To do => Please copy each line below that contains the string "yellow".

The data =>
==================================================
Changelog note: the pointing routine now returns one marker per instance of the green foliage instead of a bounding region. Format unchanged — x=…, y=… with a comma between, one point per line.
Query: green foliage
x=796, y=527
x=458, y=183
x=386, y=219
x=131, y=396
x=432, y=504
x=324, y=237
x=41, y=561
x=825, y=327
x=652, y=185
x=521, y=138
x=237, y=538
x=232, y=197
==================================================
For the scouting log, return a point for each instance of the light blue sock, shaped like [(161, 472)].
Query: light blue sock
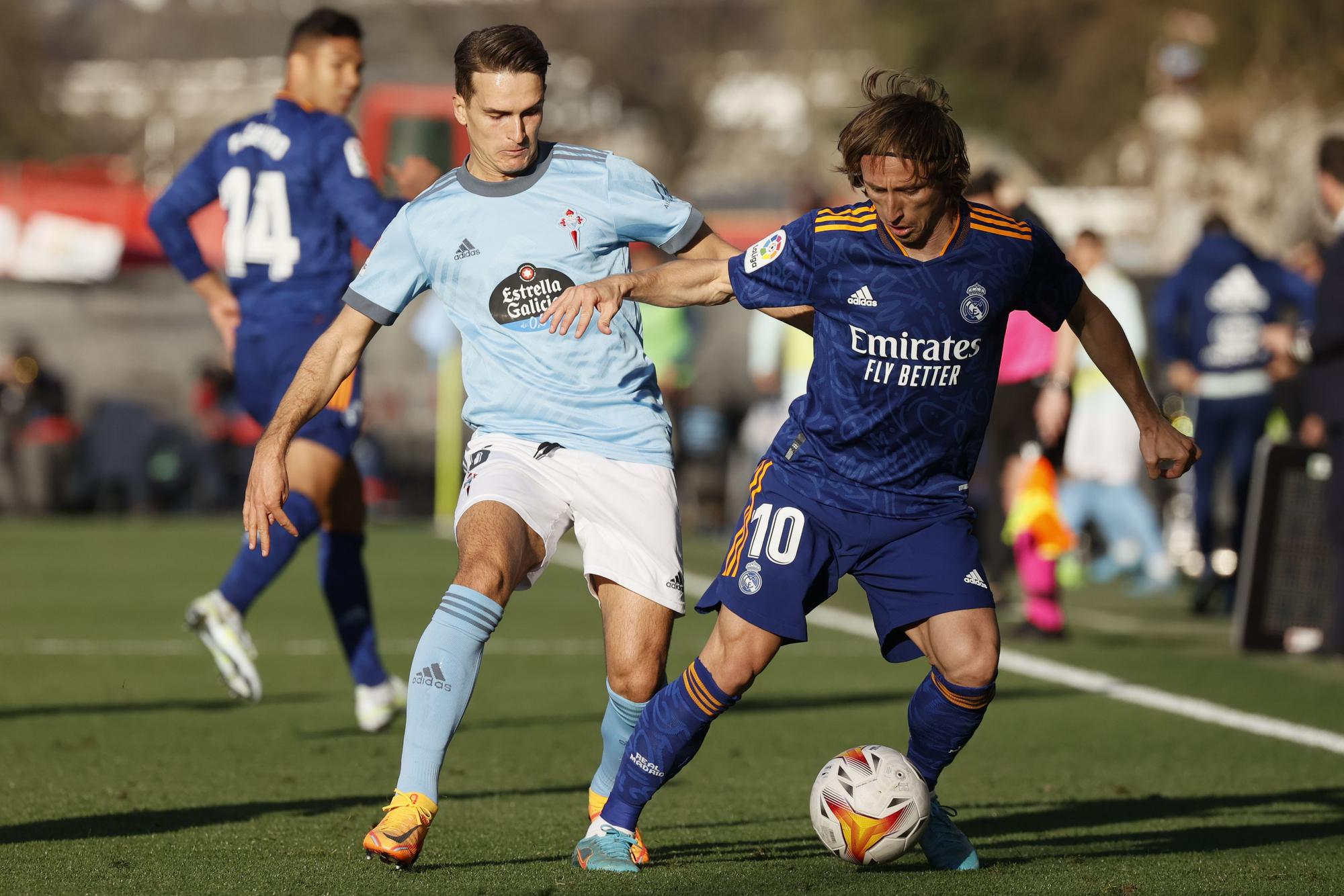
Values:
==================================================
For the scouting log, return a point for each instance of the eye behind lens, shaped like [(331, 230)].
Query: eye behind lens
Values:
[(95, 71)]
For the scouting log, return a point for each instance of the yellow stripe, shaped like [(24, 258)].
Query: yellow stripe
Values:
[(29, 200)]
==================================================
Task answer =>
For the scouting log, return a point for each instance of the yellow stripe, shaped like [(24, 258)].
Query: yellow stripe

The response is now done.